- [Work to do]: Can you transcribe every one of the rows below word for word, keeping each line unchanged?

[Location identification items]
__________

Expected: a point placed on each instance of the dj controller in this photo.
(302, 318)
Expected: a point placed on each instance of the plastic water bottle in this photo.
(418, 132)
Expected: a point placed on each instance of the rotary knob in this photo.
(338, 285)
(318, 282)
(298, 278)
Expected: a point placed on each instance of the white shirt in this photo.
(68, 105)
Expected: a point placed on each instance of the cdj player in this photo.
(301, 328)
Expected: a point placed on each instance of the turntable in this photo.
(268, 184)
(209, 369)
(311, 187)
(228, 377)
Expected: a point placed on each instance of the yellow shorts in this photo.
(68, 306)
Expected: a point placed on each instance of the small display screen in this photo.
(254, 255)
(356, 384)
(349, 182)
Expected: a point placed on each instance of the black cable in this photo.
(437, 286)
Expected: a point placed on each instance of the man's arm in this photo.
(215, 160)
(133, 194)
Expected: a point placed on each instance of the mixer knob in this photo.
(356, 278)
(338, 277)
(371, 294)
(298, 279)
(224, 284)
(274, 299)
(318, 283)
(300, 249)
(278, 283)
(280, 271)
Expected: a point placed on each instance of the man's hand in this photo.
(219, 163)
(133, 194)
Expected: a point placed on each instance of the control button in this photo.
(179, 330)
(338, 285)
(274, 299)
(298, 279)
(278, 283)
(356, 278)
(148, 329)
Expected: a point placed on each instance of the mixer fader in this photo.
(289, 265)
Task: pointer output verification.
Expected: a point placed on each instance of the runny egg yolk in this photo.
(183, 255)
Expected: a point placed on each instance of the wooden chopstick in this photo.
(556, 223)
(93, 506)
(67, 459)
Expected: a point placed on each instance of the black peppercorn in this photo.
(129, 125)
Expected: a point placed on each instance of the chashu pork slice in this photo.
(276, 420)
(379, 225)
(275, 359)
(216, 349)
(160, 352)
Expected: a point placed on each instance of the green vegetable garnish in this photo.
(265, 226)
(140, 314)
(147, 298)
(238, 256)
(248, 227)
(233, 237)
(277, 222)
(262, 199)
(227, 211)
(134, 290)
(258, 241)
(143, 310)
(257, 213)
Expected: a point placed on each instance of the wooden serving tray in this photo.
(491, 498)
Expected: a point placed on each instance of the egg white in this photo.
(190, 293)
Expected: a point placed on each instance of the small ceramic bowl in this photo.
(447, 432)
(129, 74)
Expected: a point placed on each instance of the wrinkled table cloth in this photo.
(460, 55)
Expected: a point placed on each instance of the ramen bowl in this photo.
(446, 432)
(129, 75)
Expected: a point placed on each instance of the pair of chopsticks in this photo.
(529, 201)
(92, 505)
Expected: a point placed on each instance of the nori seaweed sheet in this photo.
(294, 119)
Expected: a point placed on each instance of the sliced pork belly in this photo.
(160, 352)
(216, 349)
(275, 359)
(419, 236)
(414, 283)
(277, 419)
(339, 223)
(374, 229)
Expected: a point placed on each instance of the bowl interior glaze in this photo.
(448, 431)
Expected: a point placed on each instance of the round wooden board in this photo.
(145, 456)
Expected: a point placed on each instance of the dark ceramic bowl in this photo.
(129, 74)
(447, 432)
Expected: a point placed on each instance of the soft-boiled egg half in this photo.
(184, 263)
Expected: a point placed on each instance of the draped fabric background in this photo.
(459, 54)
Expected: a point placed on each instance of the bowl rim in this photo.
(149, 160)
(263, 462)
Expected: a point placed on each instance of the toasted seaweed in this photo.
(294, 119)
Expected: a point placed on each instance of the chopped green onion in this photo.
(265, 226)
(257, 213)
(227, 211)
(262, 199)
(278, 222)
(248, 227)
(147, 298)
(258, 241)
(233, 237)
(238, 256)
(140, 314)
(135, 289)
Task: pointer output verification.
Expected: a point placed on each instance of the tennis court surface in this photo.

__________

- [Output below]:
Expected: a point placed on each instance of the dj controller in this photo.
(302, 318)
Expected: a point placed on each instance of the plastic water bottle in this photo.
(418, 132)
Expected: a point placed on each instance of the rotary knob in this photo.
(338, 285)
(318, 282)
(298, 278)
Expected: a point placed on each instance of the white shirt in this photo.
(68, 105)
Expected: a point placed on each instance of the cdj player in this photo.
(301, 328)
Expected: a point placed on each instance of the turntable in this photo.
(268, 184)
(209, 369)
(311, 187)
(228, 377)
Expected: a point placed on each instance of the yellow shorts in this photo.
(68, 306)
Expected: a point placed on each instance of the small display screen in this photo.
(254, 255)
(356, 384)
(349, 182)
Expected: a point placed on each instance of the black cable in this photo.
(437, 286)
Expected: a point placed on each instance of the man's arm in this photo.
(215, 160)
(133, 194)
Expected: a point placed on each instance of the mixer knob in this photo.
(356, 278)
(338, 277)
(371, 294)
(298, 279)
(224, 284)
(274, 299)
(318, 283)
(300, 249)
(278, 283)
(280, 271)
Expected: a point placed on each instance of the man's hand in this photo.
(219, 163)
(133, 194)
Expected: a point placed on each instance of the control button in this photo.
(179, 330)
(338, 285)
(274, 299)
(298, 279)
(278, 283)
(356, 278)
(148, 329)
Expected: a point placed on each instance of the mixer fader in this photo.
(289, 265)
Task: pointer output verification.
Expected: a point placed on each instance of the runny egg yolk in this photo.
(183, 255)
Expected: a point placed on each instance of the wooden chopstick in this photo.
(556, 223)
(93, 506)
(67, 459)
Expected: a point placed on each instance of the black peppercorn in this photo.
(129, 125)
Expected: a point placed on each instance of the chashu pork slice in this photo.
(276, 420)
(379, 225)
(275, 359)
(216, 349)
(160, 352)
Expected: a point placed on each instance of the green vegetable garnish in this photo.
(265, 226)
(140, 314)
(147, 298)
(238, 256)
(248, 227)
(233, 237)
(277, 222)
(262, 199)
(227, 211)
(134, 290)
(258, 241)
(143, 310)
(257, 213)
Expected: a point placed on each instance of the wooden serving tray in this photo.
(491, 498)
Expected: a point placed on each instance of the egg white in this photo.
(190, 293)
Expected: a point placed on each instance of the small ceramic bowl in this photo.
(447, 432)
(129, 74)
Expected: a point placed on each instance of the wrinkled table cloth in this photo.
(460, 55)
Expected: a point placed on each instance of the ramen bowl in this photo.
(446, 432)
(129, 75)
Expected: a point placed on each instance of the pair of chopsticks in this photo.
(529, 201)
(92, 505)
Expected: a point placed on each instance of the nori seaweed sheet in this photo.
(294, 119)
Expected: a point placed on each instance of the sliced pork belly in this photo.
(160, 352)
(216, 349)
(275, 359)
(419, 236)
(414, 283)
(277, 419)
(339, 223)
(374, 229)
Expected: a point placed on each instance of the bowl interior glaze in this photo.
(448, 431)
Expected: a point placed on each instance of the round wooden board in this photo.
(145, 456)
Expected: a point placed on each instance of the dark ceramic bowl in this photo.
(129, 74)
(447, 432)
Expected: a point placed on each instance of the soft-boiled egg half in this photo.
(184, 263)
Expected: a point placed on each instance of the draped fabric background in this photo.
(459, 54)
Expected: a point placed on each instance of the bowl rim in this photo.
(149, 160)
(263, 462)
Expected: a point placed on each instance of the toasted seaweed in this photo.
(294, 119)
Expected: a point placed on each instance of the chopped green onion in this photo.
(265, 226)
(257, 213)
(227, 211)
(262, 199)
(278, 222)
(248, 227)
(147, 298)
(258, 241)
(233, 237)
(238, 256)
(140, 314)
(135, 289)
Task: pointer output verification.
Expected: a point placed on each instance of the tennis court surface in this photo.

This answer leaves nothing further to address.